▶ Work item:
Please repeat only the lines below starting at the line that holds "Spot man in dark suit in this frame." and ending at the line that holds "Spot textured dirt wall in this frame.", exactly, with both of those lines included and every picture omitted.

▶ Provided data:
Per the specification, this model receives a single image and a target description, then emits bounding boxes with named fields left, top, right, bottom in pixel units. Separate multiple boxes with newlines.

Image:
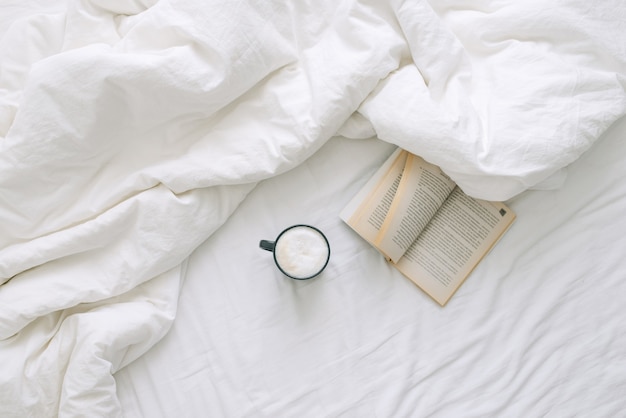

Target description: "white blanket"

left=0, top=0, right=624, bottom=416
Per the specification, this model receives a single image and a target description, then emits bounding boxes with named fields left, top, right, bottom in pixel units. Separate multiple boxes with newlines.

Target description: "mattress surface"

left=116, top=117, right=626, bottom=417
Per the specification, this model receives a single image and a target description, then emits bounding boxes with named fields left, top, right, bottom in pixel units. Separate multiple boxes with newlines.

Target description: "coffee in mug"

left=260, top=225, right=330, bottom=280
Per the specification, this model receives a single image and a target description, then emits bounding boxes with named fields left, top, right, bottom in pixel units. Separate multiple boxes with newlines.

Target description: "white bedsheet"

left=116, top=117, right=626, bottom=417
left=1, top=0, right=625, bottom=416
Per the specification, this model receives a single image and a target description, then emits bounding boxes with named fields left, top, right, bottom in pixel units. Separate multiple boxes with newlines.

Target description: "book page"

left=375, top=154, right=456, bottom=263
left=340, top=149, right=407, bottom=246
left=394, top=186, right=515, bottom=306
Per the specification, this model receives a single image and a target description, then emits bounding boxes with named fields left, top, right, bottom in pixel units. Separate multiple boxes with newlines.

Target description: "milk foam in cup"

left=260, top=225, right=330, bottom=280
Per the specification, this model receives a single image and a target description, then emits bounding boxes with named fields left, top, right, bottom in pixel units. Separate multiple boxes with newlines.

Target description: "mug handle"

left=259, top=240, right=275, bottom=252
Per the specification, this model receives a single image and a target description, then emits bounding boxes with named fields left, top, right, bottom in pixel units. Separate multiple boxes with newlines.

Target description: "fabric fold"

left=1, top=0, right=624, bottom=414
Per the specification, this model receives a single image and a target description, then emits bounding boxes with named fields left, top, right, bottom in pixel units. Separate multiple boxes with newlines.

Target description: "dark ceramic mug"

left=260, top=224, right=330, bottom=280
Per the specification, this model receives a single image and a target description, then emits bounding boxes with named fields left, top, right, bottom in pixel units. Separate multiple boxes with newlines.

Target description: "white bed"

left=1, top=1, right=625, bottom=417
left=116, top=117, right=626, bottom=418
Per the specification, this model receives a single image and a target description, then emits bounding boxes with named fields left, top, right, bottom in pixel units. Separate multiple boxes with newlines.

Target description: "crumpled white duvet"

left=0, top=0, right=624, bottom=416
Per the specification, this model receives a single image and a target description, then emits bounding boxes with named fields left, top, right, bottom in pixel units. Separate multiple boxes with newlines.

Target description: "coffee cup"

left=259, top=224, right=330, bottom=280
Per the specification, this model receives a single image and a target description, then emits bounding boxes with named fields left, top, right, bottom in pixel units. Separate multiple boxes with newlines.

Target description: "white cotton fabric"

left=0, top=0, right=625, bottom=416
left=358, top=0, right=626, bottom=198
left=116, top=118, right=626, bottom=418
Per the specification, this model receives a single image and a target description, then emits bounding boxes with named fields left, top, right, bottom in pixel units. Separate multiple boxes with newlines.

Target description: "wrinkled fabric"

left=0, top=0, right=624, bottom=415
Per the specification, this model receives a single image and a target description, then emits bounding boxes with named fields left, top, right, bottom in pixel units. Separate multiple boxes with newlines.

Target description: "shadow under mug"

left=260, top=224, right=330, bottom=280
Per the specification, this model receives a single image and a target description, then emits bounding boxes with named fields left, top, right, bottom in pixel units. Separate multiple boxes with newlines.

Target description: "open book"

left=340, top=148, right=516, bottom=306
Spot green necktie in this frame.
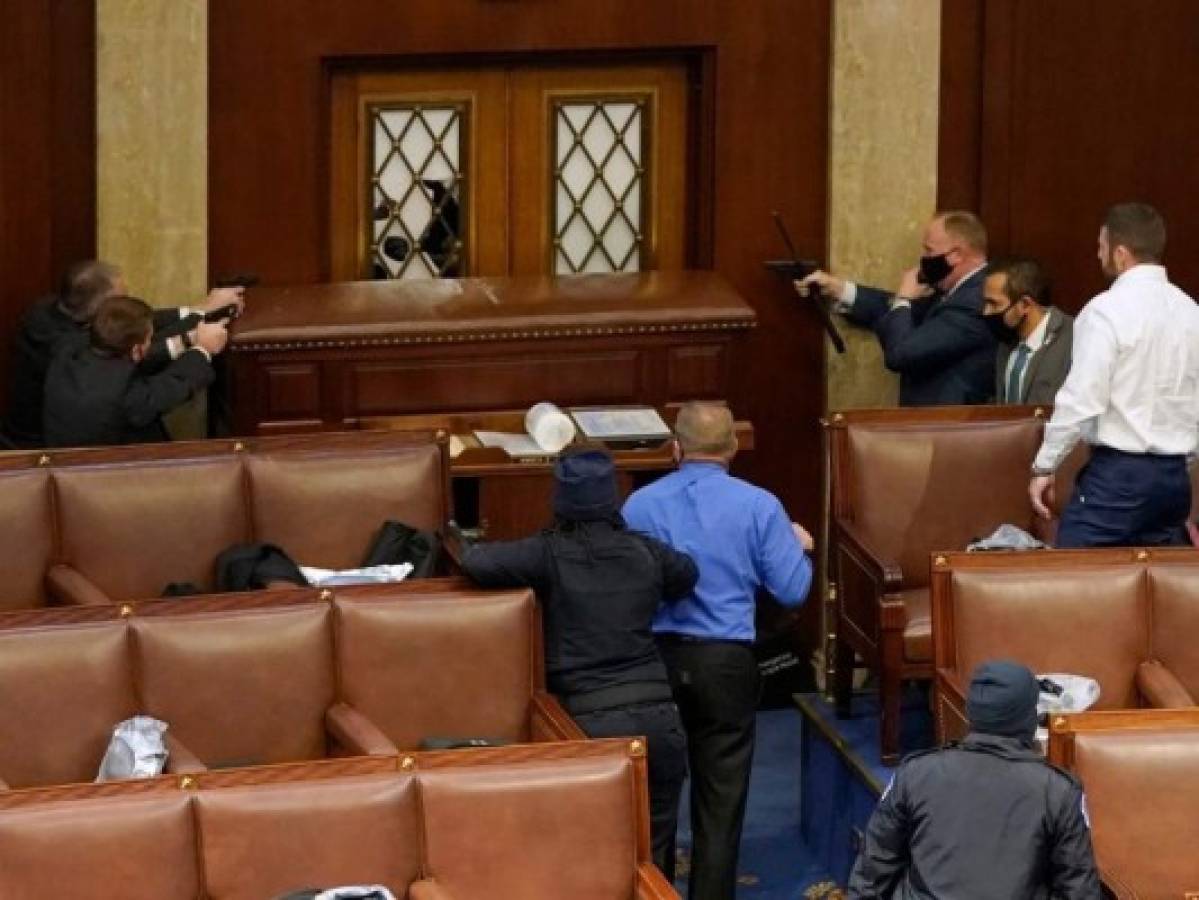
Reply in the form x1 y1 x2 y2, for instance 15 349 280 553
1006 344 1031 403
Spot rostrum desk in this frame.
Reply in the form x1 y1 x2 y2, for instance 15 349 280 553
223 270 757 435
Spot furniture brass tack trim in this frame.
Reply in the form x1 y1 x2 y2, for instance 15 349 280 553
231 319 756 352
37 454 51 466
399 756 416 771
934 555 947 566
119 604 134 618
179 776 197 790
629 739 645 757
319 589 334 602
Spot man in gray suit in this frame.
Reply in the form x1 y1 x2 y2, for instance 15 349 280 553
984 258 1073 405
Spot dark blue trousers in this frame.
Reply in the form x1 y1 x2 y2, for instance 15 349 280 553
1056 446 1191 548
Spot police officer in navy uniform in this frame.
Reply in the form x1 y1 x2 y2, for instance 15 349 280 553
461 448 694 882
848 661 1100 899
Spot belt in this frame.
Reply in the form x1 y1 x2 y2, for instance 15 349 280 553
656 632 754 648
1092 445 1186 461
562 681 674 716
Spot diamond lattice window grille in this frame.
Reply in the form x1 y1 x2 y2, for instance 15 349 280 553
368 103 467 280
552 98 647 275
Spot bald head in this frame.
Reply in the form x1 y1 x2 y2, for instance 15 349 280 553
675 402 737 461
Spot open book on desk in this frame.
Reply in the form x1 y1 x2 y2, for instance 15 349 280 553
568 406 673 450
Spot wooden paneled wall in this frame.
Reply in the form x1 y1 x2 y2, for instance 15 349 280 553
208 1 835 576
940 0 1199 313
0 0 95 402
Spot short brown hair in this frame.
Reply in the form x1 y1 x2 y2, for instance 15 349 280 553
936 210 988 254
1104 202 1166 262
988 257 1052 306
59 260 120 322
675 402 736 457
90 295 153 356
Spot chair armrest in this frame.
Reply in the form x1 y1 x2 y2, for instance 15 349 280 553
1100 867 1136 899
439 527 465 575
833 518 904 593
529 692 587 741
636 863 680 899
45 564 113 606
164 733 207 774
325 702 400 756
409 879 456 900
1137 660 1197 708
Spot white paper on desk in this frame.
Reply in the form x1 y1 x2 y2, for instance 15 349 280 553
570 407 672 440
474 431 551 458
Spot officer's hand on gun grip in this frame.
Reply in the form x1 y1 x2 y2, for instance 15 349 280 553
793 270 845 301
194 322 229 356
203 286 246 316
792 522 815 552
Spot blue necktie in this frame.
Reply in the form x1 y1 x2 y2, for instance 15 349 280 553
1006 344 1031 403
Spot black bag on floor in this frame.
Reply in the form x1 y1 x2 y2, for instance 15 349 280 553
361 520 441 578
215 543 308 591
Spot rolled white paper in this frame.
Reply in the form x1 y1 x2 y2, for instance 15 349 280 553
526 402 576 453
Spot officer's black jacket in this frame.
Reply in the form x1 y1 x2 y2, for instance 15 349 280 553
848 732 1100 900
461 518 697 697
3 295 198 447
42 337 213 448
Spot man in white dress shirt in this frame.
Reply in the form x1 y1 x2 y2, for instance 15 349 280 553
1029 203 1199 547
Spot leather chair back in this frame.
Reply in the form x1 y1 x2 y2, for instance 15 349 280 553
420 754 638 900
0 793 198 899
1148 565 1199 697
336 590 536 748
52 457 247 597
845 419 1042 587
195 772 422 900
949 566 1148 707
0 470 54 609
132 603 335 767
1072 728 1199 899
0 620 135 788
248 442 445 570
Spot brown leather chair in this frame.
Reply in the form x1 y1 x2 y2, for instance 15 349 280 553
931 548 1199 741
0 792 200 899
335 586 580 749
3 429 450 607
195 769 423 900
826 406 1050 762
416 747 651 900
1048 709 1199 899
0 617 135 788
0 468 55 611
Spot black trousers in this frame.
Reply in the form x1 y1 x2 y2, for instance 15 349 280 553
658 639 760 900
1057 446 1191 548
573 699 688 881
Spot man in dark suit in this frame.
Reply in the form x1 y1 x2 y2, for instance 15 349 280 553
984 257 1073 405
795 211 996 405
43 295 227 448
2 259 244 447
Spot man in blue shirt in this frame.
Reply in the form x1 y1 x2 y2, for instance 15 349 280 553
623 402 814 900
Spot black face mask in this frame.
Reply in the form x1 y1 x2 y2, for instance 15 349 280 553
984 307 1022 345
917 252 953 286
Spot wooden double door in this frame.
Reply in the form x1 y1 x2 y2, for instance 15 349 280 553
330 60 691 281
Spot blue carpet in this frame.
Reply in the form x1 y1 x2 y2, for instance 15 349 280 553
795 688 935 886
674 708 841 898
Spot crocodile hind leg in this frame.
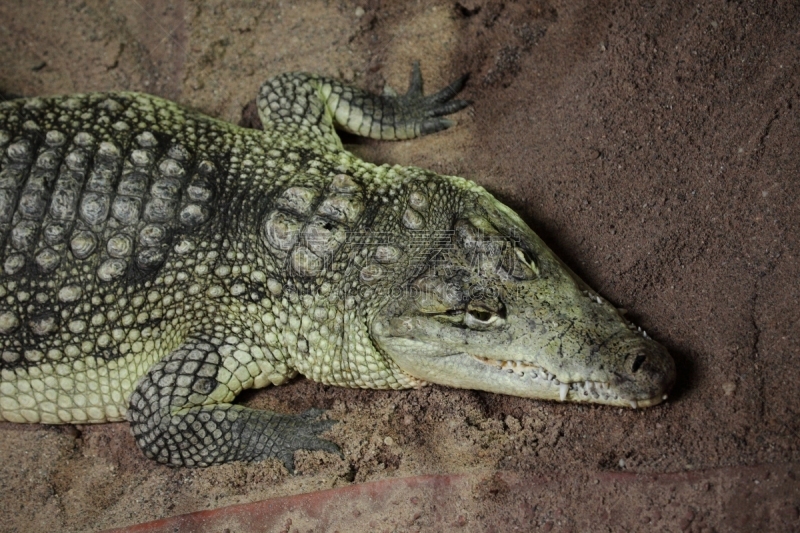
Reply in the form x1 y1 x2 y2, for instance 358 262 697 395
127 337 338 468
257 61 469 147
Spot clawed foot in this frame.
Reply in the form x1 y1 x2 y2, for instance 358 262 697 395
276 408 341 473
398 60 471 136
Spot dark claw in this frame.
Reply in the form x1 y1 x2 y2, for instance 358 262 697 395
406 60 424 98
298 407 328 421
401 61 470 109
426 99 471 118
279 450 296 472
424 73 470 105
420 118 455 136
302 417 337 435
279 408 340 473
375 61 471 139
305 432 342 456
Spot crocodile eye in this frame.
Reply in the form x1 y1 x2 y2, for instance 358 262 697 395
464 300 506 330
467 309 493 322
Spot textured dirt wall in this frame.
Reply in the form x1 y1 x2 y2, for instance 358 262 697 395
0 1 798 531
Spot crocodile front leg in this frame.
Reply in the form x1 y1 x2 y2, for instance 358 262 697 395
127 337 339 468
257 61 470 147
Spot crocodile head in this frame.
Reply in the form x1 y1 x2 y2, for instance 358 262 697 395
371 191 676 408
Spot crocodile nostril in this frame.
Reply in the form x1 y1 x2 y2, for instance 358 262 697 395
632 354 646 373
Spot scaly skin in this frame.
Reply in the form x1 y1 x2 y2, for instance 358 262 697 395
0 63 675 468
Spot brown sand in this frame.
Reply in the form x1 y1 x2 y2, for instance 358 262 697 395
0 1 798 531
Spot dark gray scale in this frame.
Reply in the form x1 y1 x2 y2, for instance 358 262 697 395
66 132 144 283
355 189 433 288
60 129 203 279
62 132 125 269
31 131 95 274
276 186 318 216
76 141 123 230
259 173 366 280
136 141 196 270
0 137 37 267
263 210 302 253
303 216 347 256
177 157 214 232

▶ Result below:
Spot man in dark suit in this frame.
Reply in the form x1 y1 x2 y2, for instance 15 349 280 553
984 257 1073 405
795 211 996 405
43 295 227 448
2 259 244 447
Spot man in blue shirt in this frame.
Reply in the form x1 y1 x2 y2, for instance 15 349 280 553
623 402 814 900
Spot black face mask in this frame.
Reply in the form x1 y1 x2 y2, for instance 15 349 280 553
984 307 1022 345
917 252 953 286
Spot wooden double door in this frame.
Reply in the form x1 y1 x2 y2, for instance 15 349 280 553
330 60 691 281
Spot blue carpet in this frame.
Reply in the form x1 y1 x2 y2, for instance 15 349 280 553
795 688 935 886
674 708 841 898
Spot crocodile hind leg in this frame.
Reply in the form x1 y1 x2 y2, for instance 358 262 697 395
127 337 338 468
257 61 469 147
Spot clawed foot in this frame.
Reply in the form x1 y1 x2 y2, for instance 358 262 697 395
276 408 341 473
398 60 471 136
Spot dark claw in this frame.
Reply in the form x1 y1 x2 y2, for instance 358 262 697 395
406 60 424 98
298 407 328 421
401 61 470 109
426 99 471 118
279 450 296 472
424 73 470 105
420 118 455 136
302 417 337 435
279 408 340 473
375 61 471 139
305 432 342 456
Spot crocodile eye in this frame.
Reply in the form x1 y1 x2 y2, for instance 358 262 697 395
464 300 506 330
467 309 493 322
Spot textured dirt wall in this frame.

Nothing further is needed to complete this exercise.